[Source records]
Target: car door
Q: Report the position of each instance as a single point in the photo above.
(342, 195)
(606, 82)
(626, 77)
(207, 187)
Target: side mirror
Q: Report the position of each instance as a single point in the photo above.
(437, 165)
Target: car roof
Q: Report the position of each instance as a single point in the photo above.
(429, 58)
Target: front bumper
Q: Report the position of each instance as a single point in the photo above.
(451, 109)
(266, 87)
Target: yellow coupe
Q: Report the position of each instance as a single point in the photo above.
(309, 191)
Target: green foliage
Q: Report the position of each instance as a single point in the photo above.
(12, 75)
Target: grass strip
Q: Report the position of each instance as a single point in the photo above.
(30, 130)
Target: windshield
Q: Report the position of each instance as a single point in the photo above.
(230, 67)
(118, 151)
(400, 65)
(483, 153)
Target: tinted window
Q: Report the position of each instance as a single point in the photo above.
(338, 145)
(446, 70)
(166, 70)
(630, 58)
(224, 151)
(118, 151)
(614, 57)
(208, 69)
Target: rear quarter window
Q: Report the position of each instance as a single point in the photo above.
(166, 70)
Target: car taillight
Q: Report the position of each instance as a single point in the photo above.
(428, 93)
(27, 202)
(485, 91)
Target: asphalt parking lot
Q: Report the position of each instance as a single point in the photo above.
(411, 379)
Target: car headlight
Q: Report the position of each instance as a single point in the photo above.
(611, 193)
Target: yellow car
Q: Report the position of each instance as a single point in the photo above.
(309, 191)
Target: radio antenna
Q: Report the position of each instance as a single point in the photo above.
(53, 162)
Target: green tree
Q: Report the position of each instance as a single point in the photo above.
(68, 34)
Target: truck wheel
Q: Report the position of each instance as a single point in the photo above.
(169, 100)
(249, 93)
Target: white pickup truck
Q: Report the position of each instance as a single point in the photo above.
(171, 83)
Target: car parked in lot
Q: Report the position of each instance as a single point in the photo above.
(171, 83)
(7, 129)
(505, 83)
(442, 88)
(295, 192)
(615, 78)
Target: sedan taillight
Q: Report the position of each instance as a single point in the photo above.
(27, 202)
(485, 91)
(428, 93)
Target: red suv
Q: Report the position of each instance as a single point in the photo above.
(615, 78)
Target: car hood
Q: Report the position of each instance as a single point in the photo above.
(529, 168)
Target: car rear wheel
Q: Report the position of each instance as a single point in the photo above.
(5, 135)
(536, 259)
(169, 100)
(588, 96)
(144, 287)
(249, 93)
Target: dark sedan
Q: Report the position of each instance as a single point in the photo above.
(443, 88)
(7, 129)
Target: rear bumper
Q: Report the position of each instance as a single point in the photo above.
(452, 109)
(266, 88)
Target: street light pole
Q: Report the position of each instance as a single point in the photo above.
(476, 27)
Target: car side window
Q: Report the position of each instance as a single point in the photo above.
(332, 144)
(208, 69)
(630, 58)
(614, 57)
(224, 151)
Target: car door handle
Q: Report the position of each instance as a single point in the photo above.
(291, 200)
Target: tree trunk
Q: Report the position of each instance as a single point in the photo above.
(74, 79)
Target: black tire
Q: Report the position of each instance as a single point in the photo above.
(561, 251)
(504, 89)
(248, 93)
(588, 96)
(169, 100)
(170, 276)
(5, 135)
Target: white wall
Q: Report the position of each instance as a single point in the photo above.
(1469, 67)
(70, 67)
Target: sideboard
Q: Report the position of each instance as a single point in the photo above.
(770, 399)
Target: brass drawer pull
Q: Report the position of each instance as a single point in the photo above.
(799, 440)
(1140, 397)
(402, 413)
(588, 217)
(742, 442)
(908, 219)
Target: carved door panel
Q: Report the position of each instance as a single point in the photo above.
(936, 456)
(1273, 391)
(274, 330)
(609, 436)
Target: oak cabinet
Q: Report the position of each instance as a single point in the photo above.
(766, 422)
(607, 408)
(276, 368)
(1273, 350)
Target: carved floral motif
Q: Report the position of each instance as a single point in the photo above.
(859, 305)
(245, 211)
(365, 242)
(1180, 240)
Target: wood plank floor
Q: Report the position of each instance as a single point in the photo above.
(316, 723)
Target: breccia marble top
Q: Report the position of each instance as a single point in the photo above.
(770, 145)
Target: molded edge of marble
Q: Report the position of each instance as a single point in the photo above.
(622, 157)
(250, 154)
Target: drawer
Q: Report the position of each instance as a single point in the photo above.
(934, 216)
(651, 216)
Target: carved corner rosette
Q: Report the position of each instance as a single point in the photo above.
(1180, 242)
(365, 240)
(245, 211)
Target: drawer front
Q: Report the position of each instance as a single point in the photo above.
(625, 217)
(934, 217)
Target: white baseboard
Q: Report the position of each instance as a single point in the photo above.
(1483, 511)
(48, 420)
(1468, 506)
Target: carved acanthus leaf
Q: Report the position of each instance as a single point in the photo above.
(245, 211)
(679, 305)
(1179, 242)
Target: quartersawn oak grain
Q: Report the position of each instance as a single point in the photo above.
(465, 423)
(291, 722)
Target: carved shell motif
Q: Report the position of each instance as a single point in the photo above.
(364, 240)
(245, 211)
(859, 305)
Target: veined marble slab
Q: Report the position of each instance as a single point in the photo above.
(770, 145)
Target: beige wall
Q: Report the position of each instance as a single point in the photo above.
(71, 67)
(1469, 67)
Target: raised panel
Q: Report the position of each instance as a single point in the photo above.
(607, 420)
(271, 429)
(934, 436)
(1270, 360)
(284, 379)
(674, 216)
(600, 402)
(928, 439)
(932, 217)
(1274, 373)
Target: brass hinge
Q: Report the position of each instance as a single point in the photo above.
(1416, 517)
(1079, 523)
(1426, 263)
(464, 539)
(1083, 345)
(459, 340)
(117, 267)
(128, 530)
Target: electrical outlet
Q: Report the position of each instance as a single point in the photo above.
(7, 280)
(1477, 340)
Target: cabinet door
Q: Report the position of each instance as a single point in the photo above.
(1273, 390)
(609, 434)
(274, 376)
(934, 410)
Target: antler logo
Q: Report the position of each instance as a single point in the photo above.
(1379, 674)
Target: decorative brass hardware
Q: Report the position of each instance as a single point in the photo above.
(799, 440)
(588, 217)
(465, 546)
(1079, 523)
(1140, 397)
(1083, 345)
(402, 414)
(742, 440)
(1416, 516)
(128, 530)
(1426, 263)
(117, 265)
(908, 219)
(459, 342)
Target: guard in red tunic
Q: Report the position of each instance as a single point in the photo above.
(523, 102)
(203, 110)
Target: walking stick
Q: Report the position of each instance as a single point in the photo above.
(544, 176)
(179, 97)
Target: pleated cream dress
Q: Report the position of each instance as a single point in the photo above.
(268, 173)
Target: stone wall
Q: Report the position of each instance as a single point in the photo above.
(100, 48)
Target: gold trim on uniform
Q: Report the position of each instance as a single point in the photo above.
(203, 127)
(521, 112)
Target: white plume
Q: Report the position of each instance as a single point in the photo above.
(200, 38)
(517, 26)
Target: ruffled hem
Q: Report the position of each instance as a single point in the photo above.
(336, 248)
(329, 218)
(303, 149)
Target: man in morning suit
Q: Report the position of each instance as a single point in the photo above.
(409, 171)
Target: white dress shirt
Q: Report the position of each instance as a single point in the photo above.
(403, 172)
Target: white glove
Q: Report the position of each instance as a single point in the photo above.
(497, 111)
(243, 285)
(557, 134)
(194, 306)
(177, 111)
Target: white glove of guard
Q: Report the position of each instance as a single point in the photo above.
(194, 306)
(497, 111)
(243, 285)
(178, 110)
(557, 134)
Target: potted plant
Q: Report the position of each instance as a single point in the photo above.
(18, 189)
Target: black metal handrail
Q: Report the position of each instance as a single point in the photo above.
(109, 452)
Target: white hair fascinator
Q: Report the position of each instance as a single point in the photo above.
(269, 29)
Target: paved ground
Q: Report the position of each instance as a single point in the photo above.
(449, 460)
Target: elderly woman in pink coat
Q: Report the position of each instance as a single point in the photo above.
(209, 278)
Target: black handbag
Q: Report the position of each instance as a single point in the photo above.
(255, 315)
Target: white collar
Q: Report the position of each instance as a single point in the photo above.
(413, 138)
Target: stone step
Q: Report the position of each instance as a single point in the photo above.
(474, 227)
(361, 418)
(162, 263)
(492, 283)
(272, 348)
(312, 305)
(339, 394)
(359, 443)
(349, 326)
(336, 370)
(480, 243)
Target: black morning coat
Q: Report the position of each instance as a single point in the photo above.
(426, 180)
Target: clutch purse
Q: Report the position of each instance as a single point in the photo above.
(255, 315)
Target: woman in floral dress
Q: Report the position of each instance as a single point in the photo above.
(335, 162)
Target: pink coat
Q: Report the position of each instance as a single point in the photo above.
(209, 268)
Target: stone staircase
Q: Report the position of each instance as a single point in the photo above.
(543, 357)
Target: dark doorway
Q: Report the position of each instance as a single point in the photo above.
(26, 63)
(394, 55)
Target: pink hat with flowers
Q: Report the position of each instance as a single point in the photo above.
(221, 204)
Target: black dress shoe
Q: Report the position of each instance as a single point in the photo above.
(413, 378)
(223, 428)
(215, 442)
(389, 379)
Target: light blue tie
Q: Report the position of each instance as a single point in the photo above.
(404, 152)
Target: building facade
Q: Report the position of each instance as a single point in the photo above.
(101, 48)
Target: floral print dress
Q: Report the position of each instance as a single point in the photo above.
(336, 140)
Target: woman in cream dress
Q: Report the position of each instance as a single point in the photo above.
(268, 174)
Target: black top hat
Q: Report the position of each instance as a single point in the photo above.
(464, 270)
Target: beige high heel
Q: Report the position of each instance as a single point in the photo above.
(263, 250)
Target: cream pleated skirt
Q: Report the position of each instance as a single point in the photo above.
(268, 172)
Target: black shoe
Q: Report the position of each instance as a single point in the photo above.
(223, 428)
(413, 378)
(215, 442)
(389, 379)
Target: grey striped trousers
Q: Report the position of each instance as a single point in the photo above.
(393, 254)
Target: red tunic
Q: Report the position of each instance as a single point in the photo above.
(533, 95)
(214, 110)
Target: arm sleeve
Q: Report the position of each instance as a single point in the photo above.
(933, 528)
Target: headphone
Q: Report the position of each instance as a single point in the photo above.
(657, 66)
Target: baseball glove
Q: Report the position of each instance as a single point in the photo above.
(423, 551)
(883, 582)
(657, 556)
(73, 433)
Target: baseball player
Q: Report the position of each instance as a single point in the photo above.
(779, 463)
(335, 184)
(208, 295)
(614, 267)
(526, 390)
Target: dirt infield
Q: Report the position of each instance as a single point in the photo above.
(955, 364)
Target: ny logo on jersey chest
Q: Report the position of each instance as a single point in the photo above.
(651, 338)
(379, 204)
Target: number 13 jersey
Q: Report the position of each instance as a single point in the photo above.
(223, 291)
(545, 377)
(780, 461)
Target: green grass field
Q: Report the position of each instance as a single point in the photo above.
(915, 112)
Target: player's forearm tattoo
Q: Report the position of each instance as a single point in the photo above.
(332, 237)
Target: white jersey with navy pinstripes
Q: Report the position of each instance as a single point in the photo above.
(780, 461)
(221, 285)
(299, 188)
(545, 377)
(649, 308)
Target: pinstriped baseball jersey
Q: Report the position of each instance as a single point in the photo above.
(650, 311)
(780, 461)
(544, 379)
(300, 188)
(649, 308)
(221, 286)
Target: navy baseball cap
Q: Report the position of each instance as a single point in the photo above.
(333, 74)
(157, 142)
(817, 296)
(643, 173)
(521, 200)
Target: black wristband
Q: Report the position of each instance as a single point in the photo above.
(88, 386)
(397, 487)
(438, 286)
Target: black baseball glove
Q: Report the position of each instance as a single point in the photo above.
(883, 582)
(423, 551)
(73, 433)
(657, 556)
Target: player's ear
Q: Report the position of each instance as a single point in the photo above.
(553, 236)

*WORK INSTRUCTIONS:* From the records above, return each line that includes "dress".

*ANSWER SECTION:*
Target: pleated cream dress
Target: white dress shirt
Target: woman in floral dress
Target: black dress shoe
Target: floral print dress
Target: woman in cream dress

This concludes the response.